> DIRECTIVE
Here is a listing, set out below; repeat its lines from the one with "Where can the wooden table" to the last, both included, and leave out the pictures.

········

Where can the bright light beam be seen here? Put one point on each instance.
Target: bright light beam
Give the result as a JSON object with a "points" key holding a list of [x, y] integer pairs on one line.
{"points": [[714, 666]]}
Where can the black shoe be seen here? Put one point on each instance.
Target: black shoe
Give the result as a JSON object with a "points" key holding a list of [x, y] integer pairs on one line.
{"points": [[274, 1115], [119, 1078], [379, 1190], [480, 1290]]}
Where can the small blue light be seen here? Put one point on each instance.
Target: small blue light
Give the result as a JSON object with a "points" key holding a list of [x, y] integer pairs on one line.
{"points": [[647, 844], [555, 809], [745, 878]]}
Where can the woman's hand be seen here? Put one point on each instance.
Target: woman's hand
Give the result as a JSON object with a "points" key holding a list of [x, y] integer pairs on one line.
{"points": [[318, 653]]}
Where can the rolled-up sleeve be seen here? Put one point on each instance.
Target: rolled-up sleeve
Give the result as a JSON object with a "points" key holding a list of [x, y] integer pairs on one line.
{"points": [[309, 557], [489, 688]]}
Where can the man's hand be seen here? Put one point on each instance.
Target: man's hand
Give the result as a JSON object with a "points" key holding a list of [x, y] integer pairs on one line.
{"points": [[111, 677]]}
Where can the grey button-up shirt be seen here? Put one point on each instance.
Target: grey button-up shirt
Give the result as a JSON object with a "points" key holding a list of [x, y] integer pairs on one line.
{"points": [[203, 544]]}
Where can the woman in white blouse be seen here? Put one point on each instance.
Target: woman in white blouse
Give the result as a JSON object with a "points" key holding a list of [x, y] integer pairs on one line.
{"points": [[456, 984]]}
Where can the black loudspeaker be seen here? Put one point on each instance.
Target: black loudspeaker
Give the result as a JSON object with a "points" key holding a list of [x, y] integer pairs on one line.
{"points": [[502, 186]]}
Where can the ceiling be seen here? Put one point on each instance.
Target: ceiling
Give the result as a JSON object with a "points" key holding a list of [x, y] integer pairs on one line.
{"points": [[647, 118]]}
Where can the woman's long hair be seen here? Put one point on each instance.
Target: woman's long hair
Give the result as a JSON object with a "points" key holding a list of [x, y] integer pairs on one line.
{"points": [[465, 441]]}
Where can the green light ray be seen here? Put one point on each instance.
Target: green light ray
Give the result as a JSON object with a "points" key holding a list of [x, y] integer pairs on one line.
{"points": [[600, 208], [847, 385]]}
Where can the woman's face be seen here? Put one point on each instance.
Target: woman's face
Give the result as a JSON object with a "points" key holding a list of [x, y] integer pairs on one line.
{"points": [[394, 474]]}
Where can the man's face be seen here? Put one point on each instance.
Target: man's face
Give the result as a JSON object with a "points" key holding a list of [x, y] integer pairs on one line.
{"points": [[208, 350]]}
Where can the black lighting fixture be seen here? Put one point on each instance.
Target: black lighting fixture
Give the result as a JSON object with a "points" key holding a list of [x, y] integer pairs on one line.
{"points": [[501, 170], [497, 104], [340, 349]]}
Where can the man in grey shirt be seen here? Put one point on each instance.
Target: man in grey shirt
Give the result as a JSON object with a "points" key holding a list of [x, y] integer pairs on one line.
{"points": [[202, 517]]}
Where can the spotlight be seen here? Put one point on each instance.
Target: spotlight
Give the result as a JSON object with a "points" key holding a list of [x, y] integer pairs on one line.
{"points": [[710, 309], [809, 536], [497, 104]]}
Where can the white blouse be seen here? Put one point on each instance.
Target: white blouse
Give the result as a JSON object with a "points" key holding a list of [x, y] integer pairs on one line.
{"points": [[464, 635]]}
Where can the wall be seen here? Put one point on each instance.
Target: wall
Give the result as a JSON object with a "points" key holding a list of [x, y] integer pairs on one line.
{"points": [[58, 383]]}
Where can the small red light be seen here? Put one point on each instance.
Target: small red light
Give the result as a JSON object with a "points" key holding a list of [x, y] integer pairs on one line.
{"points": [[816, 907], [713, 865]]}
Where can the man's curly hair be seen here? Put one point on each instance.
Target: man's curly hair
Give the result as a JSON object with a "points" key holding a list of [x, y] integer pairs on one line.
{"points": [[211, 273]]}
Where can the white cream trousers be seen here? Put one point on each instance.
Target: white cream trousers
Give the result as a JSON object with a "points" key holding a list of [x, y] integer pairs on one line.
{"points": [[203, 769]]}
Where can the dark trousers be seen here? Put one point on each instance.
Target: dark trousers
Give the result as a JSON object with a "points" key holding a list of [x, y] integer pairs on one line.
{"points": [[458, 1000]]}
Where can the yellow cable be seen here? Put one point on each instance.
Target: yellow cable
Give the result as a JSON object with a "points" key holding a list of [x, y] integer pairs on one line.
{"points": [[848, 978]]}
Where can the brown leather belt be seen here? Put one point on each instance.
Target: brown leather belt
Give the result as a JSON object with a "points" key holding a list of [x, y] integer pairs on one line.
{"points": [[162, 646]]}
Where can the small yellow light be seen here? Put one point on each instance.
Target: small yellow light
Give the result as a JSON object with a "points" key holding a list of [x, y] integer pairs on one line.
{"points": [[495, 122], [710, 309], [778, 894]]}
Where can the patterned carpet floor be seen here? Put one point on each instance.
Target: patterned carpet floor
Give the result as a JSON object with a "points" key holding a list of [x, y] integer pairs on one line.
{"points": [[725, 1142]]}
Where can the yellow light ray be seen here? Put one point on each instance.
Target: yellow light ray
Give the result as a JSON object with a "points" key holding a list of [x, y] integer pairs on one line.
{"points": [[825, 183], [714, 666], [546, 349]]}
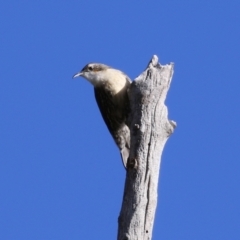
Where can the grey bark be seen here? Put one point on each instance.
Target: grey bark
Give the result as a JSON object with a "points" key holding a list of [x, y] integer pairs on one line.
{"points": [[150, 129]]}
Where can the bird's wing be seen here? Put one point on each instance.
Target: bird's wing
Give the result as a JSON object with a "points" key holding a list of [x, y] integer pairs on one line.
{"points": [[107, 109]]}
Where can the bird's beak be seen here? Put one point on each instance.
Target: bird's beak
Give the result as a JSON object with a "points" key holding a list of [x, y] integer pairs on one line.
{"points": [[77, 75]]}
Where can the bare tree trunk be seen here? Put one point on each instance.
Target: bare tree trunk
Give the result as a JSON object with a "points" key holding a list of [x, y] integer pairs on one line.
{"points": [[150, 129]]}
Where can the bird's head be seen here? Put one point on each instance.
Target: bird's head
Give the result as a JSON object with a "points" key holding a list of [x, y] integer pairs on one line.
{"points": [[93, 72]]}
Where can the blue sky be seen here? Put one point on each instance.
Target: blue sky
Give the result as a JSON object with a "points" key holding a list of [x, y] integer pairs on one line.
{"points": [[61, 175]]}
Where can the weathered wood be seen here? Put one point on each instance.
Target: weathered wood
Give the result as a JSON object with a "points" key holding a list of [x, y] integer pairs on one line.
{"points": [[150, 129]]}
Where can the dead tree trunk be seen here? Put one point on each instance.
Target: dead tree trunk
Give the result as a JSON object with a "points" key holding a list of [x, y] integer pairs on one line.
{"points": [[150, 129]]}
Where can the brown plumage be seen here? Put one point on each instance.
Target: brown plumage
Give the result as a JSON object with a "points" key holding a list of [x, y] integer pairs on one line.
{"points": [[110, 88]]}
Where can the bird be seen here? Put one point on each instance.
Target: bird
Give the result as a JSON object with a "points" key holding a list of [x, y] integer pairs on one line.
{"points": [[111, 94]]}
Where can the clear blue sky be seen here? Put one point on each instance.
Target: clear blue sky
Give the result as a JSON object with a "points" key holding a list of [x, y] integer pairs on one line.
{"points": [[61, 175]]}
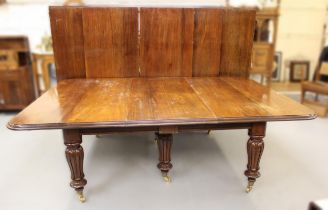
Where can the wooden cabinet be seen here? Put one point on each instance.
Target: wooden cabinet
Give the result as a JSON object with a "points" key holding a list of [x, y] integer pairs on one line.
{"points": [[264, 42], [16, 84], [261, 57]]}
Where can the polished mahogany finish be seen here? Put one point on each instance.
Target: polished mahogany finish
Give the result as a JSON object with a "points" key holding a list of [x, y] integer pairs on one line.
{"points": [[166, 70], [92, 103], [98, 42]]}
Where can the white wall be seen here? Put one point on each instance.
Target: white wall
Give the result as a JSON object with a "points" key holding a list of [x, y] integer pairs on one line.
{"points": [[300, 31]]}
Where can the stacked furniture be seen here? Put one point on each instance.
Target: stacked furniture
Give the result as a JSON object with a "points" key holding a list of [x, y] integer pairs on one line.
{"points": [[163, 70], [16, 82]]}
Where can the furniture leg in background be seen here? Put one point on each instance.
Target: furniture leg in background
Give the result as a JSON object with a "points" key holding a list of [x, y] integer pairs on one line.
{"points": [[255, 146], [164, 142], [74, 155]]}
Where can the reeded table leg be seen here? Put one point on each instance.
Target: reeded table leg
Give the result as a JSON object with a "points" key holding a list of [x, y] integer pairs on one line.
{"points": [[164, 142], [74, 155], [255, 146]]}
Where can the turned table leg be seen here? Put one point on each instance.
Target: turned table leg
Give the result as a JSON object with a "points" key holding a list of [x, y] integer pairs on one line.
{"points": [[164, 142], [255, 146], [74, 155]]}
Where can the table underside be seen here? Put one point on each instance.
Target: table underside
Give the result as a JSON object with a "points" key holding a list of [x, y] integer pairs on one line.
{"points": [[139, 102]]}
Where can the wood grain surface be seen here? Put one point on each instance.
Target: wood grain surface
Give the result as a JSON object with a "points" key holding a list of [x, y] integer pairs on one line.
{"points": [[117, 102], [207, 42], [237, 41], [166, 42], [104, 42], [110, 42], [68, 41]]}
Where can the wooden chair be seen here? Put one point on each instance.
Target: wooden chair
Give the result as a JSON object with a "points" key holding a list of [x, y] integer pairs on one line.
{"points": [[319, 86], [165, 70]]}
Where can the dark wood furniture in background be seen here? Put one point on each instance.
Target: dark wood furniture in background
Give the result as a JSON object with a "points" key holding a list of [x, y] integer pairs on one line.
{"points": [[41, 75], [16, 84], [265, 42], [183, 69]]}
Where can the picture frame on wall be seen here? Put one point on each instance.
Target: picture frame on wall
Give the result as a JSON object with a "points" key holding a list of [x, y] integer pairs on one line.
{"points": [[276, 68], [299, 71]]}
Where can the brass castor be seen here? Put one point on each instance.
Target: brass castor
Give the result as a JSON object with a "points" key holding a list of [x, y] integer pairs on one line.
{"points": [[155, 140], [81, 196], [166, 177], [249, 186]]}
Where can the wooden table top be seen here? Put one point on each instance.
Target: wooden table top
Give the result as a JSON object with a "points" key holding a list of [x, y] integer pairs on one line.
{"points": [[93, 103]]}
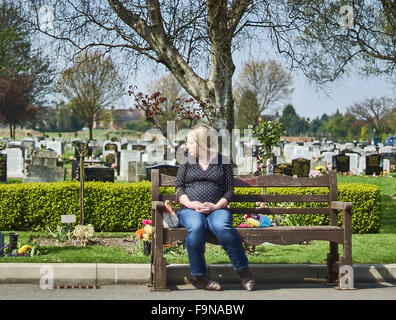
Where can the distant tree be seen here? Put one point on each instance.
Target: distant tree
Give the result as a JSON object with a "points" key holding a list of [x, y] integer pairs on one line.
{"points": [[268, 80], [391, 121], [373, 111], [15, 100], [248, 110], [18, 56], [90, 85], [170, 88]]}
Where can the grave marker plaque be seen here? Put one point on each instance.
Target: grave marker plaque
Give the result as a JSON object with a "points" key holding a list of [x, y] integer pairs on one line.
{"points": [[111, 146], [301, 167], [341, 163], [3, 168], [99, 173], [167, 169], [284, 168], [373, 164], [111, 158]]}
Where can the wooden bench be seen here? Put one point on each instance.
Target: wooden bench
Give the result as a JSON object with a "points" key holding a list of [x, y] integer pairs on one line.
{"points": [[255, 236]]}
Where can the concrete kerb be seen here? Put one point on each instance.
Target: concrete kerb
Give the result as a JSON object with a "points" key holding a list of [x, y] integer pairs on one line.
{"points": [[91, 274]]}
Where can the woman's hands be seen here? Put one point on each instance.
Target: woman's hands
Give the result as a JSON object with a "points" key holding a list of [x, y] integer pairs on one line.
{"points": [[206, 207]]}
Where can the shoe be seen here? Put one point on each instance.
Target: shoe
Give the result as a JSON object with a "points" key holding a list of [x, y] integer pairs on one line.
{"points": [[208, 283], [247, 279]]}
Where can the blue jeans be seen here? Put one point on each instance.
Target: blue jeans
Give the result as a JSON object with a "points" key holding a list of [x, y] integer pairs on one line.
{"points": [[219, 222]]}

········

> PROBLEM SOLUTION
Where can the wooden table top be seen here? Put one point on each instance.
Target: wooden table top
Give the result as a JSON object with a "points" key holding a list of [x, y] integer pairs on one line.
{"points": [[93, 103]]}
Where can the distant tree be seen here? Put one point on each instance.
Target: distant tree
Give the result as a JSON object with a "points" key holding a list of [x, y] integer pairs on one line.
{"points": [[268, 80], [391, 121], [373, 111], [15, 100], [248, 110], [18, 56], [90, 85], [170, 88]]}
Where can the grave marker plaque be seen here? Put one point on each instance.
Target: grave marker plaque
Give the result as a JSON object with a "points" key holding a list of [x, y] integer pairs on one line.
{"points": [[111, 146], [301, 167], [341, 163], [3, 168], [99, 173], [167, 169], [284, 168], [373, 164], [111, 158]]}
Where can the wooden bench be seen here? Put one point on each instance.
Target: wooden bench
Give the result as a JSON object with a "points" key holding a list of [x, y] integer pairs on one line.
{"points": [[255, 236]]}
Where can the concrete kerb be seen here? Put one point on each instance.
Target: concrete kerb
Give the result as a JSON object with a "points" key holding a list of [x, y] integer pairs on one line.
{"points": [[91, 274]]}
Where can the woman's hands be seen here? Put one point on each instance.
Target: woman's hands
Give the result as a JSON object with a "points" key holding a list of [x, y] integer pairs on one line.
{"points": [[206, 207]]}
Where can the shoe be seen here? Put one point on each instance.
Target: shoe
Give the result as a JSON object with a "points" key holding a list of [x, y] integer pairs on one line.
{"points": [[208, 283], [247, 279]]}
Where can the blue jeans be seen here? Put one point on each instance.
Target: blue jeans
Give the result as a JSON object with a "points" key holding a list of [x, y] integer pairs on one line.
{"points": [[219, 222]]}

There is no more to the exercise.